ZU BEARBEITENDE AUFGABEN
a - Zitiere aus dem Text über das Album „Mosaik“ wörtlich die Stelle von „MoTrips und Jimeks“ bis einschließlich „dazu neue komponiert.“.
b - Erkläre mit Hilfe des Textes über das Album „Mosaik“, warum das Album neue Wege geht.

ÜBUNGSTEXT
- - - -

MoTrips und Jimeks „Mosaik“ geht neue Wege: Bisher hat noch niemand Rap und ein Symphonieorchester auf Albumlänge miteinander verbunden. Zwar findet man in vielen Beats Streicher, Blechbläser und diverse andere Orchesterinstrumente – HipHop basiert nun mal auf der Mischung von vielen verschiedenen Musikrichtungen – aber ein derartiges Projekt gab es noch nicht. Gut, Marz‘ letztes Album „I Love 2 Hate“ wurde auch in Kollaboration mit einer Jazz Band produziert, Kendrick Lamar hat auch einen Auftritt mit einem Symphonieorchester und selbst Migos haben zusammen mit einem schon mal ihren Hit „Hannah Montana“ aufgeführt. „Mosaik“ aber geht da noch ein paar Schritte weiter – bereits bestehende Songs wurden komplett neu arrangiert, dazu neue komponiert.
Jimeks Interpretationen spiegeln die Stimmung und Thematik des jeweiligen Songs wieder und geben oft einen frischen Eindruck der Tracks, die man davor ganz anders wahrgenommen hat. Auch wenn sehr oft der ursprüngliche Beat gespiegelt wird und die Motive beibehalten werden, ist der Klang ein ganz anderer. MoTrips Flow klingt noch mal ganz anders, wenn die akzentuierten Wörter oft von einem Stakkato oder einem satten Paukenschlag untermalt werden, wie bei „Trip“. Jimek hat hörbar viel Arbeit und Kreativität in die Komposition gesteckt, was man an der Präzision der einzelnen Klänge merkt. Er benutzt auch unkonventionelle Methoden und Instrumente, wie einen riesigen Hammer in „Kennen“ oder eine Feuersirene in „Gegenwart“.

- - - -

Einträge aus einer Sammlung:
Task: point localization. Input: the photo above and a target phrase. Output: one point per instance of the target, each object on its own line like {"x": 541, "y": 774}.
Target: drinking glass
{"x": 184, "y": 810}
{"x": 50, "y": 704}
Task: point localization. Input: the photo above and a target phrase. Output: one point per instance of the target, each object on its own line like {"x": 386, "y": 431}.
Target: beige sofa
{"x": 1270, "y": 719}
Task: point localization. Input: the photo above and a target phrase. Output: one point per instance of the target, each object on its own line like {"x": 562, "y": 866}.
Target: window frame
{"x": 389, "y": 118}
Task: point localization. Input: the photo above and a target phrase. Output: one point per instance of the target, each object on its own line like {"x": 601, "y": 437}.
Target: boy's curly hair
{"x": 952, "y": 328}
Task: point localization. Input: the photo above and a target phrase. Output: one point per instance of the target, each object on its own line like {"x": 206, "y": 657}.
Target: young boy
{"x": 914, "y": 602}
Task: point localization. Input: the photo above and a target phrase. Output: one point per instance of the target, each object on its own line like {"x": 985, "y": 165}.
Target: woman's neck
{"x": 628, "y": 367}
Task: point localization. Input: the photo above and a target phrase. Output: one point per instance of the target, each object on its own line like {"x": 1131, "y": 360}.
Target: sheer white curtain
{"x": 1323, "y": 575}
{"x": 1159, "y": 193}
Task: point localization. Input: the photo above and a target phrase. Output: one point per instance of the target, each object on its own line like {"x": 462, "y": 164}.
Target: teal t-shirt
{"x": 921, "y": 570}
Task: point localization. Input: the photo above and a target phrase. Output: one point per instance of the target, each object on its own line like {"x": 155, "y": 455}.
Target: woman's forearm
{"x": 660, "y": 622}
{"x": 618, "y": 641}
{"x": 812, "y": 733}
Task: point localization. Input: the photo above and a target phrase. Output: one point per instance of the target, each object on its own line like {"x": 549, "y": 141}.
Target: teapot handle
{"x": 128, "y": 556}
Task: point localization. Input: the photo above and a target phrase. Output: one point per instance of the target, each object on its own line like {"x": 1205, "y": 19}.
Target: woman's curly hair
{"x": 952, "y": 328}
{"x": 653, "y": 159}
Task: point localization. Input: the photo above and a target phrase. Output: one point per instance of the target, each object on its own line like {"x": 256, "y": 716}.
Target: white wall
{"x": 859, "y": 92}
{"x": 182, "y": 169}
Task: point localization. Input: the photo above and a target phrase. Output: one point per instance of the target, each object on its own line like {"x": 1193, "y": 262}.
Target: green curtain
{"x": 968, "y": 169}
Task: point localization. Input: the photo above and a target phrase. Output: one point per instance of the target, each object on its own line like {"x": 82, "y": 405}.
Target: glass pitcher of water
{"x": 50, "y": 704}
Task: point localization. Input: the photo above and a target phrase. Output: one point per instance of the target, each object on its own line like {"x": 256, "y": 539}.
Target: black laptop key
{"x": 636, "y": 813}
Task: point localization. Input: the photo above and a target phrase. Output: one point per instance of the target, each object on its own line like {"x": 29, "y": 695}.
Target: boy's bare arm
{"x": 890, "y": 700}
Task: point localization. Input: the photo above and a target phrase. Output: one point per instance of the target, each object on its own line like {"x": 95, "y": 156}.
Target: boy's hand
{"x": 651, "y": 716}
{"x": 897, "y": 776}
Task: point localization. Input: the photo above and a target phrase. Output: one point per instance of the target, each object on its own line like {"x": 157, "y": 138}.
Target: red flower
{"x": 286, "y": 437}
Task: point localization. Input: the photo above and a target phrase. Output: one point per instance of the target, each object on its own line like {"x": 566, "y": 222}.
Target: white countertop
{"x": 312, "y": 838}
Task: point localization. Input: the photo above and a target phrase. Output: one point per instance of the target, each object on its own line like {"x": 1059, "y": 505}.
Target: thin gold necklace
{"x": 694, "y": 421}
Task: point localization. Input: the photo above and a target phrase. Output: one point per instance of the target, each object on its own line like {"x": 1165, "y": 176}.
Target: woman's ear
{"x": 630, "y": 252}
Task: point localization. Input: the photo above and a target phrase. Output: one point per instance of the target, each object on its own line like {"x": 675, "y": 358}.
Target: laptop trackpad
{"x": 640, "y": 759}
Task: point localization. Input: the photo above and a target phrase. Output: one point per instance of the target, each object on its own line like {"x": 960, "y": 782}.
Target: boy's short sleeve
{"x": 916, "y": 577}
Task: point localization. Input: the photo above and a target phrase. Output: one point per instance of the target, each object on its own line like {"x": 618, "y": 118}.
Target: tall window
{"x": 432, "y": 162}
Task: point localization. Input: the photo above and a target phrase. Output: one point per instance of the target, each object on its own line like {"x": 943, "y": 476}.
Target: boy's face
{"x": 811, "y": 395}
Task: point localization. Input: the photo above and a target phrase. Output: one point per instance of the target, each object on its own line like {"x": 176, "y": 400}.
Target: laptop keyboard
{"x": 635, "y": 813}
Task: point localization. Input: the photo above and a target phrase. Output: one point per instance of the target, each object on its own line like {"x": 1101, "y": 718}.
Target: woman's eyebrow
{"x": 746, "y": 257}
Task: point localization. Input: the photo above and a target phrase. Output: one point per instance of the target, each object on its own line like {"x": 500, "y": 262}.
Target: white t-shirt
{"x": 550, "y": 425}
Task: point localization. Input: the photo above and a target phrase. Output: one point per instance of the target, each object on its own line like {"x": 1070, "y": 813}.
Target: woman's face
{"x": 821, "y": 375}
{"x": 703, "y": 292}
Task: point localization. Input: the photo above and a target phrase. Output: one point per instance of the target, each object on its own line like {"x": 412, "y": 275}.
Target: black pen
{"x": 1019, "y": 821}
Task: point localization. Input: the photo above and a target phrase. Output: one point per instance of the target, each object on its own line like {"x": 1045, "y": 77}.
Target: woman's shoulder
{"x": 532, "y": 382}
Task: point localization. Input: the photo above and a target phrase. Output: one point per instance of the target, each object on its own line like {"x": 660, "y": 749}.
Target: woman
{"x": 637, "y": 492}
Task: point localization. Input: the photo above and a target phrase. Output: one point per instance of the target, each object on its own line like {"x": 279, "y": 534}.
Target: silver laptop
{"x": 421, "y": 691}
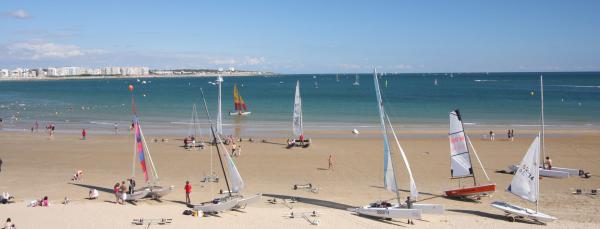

- - - -

GELÖSTE ÜBUNG
a -
MoTrips und Jimeks „Mosaik“ geht neue Wege: Bisher hat noch niemand Rap und ein Symphonieorchester auf Albumlänge miteinander verbunden. Zwar findet man in vielen Beats Streicher, Blechbläser und diverse andere Orchesterinstrumente – HipHop basiert nun mal auf der Mischung von vielen verschiedenen Musikrichtungen – aber ein derartiges Projekt gab es noch nicht. Gut, Marz‘ letztes Album „I Love 2 Hate“ wurde auch in Kollaboration mit einer Jazz Band produziert, Kendrick Lamar hat auch einen Auftritt mit einem Symphonieorchester und selbst Migos haben zusammen mit einem schon mal ihren Hit „Hannah Montana“ aufgeführt. „Mosaik“ aber geht da noch ein paar Schritte weiter – bereits bestehende Songs wurden komplett neu arrangiert, dazu neue komponiert.

b - Bisher hat noch niemand Rap und ein Symphonieorchester auf Albumlänge miteinander verbunden. „Mosaik“ geht außerdem weiter als frühere Projekte: Bestehende Songs wurden komplett neu arrangiert, und dazu wurden neue komponiert.